(Dataset entries)
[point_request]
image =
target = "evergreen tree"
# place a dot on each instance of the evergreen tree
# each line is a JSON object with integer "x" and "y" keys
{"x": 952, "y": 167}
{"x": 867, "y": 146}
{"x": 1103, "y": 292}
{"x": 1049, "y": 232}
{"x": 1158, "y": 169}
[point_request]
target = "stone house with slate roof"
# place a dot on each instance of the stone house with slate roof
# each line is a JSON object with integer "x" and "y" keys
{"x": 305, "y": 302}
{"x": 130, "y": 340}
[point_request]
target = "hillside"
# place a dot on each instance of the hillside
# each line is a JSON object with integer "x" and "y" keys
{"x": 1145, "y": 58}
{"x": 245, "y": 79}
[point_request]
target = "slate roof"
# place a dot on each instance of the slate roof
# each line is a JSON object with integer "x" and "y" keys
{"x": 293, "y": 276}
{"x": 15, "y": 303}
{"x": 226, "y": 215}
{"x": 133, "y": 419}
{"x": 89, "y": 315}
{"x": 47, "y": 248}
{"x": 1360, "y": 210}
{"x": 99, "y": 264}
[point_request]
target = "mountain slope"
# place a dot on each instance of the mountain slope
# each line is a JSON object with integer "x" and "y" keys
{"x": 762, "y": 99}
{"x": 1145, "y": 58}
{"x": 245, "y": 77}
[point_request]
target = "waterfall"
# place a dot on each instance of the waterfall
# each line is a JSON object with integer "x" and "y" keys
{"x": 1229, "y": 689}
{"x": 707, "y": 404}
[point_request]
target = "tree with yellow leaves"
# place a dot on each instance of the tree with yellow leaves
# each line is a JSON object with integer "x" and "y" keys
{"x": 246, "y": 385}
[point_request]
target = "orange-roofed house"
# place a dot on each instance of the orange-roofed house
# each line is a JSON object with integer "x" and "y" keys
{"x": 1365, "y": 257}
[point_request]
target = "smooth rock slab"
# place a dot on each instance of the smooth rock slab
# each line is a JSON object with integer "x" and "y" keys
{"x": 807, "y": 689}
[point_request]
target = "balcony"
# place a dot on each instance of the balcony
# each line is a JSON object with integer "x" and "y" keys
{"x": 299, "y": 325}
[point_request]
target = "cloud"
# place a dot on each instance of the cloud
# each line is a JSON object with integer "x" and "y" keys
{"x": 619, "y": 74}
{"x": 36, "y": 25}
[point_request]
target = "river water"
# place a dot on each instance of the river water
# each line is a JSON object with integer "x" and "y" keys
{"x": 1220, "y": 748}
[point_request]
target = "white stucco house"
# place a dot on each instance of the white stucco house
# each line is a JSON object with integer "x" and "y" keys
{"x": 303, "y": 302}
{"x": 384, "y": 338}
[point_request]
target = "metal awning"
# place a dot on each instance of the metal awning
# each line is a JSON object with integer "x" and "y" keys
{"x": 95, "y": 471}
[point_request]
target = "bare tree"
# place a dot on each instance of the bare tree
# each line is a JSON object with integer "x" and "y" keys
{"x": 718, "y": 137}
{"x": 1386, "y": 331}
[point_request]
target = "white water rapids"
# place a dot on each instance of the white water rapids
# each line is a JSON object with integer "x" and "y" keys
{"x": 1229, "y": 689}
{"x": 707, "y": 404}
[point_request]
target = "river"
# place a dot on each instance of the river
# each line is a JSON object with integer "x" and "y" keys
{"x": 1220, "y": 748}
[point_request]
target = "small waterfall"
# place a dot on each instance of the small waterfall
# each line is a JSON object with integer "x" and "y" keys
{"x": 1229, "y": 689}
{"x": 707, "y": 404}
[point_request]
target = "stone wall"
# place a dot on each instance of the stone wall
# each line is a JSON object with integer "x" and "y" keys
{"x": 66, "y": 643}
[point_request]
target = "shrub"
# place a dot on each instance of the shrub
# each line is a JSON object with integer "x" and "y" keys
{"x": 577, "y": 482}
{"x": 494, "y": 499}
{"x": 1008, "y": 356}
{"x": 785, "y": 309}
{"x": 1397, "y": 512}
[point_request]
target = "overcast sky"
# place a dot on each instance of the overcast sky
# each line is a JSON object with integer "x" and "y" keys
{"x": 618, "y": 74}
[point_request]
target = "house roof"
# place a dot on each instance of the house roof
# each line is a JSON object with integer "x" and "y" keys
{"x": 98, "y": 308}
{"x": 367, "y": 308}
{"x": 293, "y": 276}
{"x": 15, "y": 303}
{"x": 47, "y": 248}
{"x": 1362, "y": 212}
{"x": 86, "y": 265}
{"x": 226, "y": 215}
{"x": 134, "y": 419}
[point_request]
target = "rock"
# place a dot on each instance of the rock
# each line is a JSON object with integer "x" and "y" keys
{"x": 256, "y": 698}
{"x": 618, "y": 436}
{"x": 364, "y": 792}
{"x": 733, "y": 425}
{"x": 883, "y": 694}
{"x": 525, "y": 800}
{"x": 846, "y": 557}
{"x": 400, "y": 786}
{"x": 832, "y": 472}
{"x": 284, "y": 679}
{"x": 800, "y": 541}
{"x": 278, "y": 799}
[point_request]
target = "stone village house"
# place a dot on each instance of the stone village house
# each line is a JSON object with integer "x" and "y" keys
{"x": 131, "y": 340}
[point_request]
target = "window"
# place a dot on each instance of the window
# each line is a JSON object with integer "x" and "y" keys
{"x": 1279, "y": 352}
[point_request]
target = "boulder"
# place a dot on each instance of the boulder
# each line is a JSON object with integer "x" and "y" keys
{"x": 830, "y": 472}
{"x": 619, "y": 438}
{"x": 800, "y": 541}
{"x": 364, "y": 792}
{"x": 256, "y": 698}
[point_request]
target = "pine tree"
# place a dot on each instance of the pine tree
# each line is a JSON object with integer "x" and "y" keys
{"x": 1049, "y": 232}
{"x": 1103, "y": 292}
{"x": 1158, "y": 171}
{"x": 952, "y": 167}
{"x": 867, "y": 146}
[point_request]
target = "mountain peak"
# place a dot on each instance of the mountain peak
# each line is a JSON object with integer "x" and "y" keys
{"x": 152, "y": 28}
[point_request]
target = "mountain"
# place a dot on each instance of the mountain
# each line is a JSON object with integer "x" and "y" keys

§ Work order:
For each line above that contains the word "pine", give the line as it is written.

§ Solution for this problem:
target = "pine tree"
# place a dot on each instance of the pine tree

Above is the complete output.